### Task statement
Work through the records that follow and return each line containing the word "pylon".

### Provided records
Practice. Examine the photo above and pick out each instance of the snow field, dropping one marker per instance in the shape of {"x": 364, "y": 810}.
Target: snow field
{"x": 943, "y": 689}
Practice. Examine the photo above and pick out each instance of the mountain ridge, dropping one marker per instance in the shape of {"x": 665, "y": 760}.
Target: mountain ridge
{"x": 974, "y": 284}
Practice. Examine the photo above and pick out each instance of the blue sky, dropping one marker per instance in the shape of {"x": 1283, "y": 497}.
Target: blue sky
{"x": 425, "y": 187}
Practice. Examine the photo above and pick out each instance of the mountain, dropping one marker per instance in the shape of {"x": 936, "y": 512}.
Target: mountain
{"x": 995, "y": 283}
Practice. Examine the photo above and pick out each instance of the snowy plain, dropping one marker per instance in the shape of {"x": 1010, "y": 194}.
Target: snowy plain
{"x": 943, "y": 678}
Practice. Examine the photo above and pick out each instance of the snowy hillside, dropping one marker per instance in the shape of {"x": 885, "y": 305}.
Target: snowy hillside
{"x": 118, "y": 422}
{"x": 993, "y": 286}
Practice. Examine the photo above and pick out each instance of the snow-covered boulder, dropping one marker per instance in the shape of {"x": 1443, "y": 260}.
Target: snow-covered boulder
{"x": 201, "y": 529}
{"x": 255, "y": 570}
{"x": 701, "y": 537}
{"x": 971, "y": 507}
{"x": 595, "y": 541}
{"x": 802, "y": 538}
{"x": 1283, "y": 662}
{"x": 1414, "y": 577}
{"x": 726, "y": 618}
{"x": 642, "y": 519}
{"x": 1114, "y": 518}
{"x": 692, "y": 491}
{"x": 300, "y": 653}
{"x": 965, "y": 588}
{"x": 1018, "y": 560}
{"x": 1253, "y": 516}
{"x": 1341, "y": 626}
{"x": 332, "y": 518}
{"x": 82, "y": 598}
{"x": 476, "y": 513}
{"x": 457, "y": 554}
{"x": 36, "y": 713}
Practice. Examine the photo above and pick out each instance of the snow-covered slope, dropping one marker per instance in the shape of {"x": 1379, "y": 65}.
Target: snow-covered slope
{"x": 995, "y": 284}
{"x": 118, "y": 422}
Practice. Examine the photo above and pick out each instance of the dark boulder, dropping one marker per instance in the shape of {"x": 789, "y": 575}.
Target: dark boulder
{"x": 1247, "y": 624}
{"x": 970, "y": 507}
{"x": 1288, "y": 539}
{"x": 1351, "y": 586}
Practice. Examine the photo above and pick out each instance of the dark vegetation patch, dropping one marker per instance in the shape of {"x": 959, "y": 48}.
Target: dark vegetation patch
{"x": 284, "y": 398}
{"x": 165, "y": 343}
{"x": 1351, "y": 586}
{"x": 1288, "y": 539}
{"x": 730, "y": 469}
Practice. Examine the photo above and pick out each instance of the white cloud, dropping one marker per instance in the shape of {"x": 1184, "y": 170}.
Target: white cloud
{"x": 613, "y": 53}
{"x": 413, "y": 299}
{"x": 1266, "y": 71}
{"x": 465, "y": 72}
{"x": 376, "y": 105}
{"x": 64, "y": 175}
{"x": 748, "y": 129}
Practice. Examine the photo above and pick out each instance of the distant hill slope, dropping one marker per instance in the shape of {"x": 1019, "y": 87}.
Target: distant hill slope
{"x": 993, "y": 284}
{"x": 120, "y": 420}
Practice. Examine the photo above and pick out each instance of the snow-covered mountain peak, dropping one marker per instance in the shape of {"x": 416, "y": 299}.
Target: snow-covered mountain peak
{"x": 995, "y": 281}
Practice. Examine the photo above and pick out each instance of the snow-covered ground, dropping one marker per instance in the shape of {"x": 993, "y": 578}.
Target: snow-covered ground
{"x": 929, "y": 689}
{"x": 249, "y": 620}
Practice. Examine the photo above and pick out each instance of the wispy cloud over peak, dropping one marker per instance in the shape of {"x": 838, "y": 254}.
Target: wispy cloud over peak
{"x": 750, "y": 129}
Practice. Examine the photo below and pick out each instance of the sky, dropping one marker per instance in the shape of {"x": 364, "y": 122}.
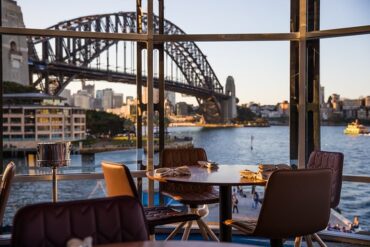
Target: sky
{"x": 260, "y": 69}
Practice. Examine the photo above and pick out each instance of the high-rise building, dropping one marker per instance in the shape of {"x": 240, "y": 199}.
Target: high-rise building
{"x": 82, "y": 99}
{"x": 171, "y": 97}
{"x": 107, "y": 99}
{"x": 99, "y": 94}
{"x": 32, "y": 120}
{"x": 322, "y": 96}
{"x": 117, "y": 100}
{"x": 181, "y": 109}
{"x": 66, "y": 93}
{"x": 90, "y": 89}
{"x": 367, "y": 101}
{"x": 155, "y": 95}
{"x": 129, "y": 99}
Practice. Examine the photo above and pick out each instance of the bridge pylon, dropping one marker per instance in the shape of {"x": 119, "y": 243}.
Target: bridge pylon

### Written answer
Practice. Examine the photo above and pick out each instance of the bridge pylon, dropping one marker per instance in the shape of {"x": 119, "y": 243}.
Target: bridge pylon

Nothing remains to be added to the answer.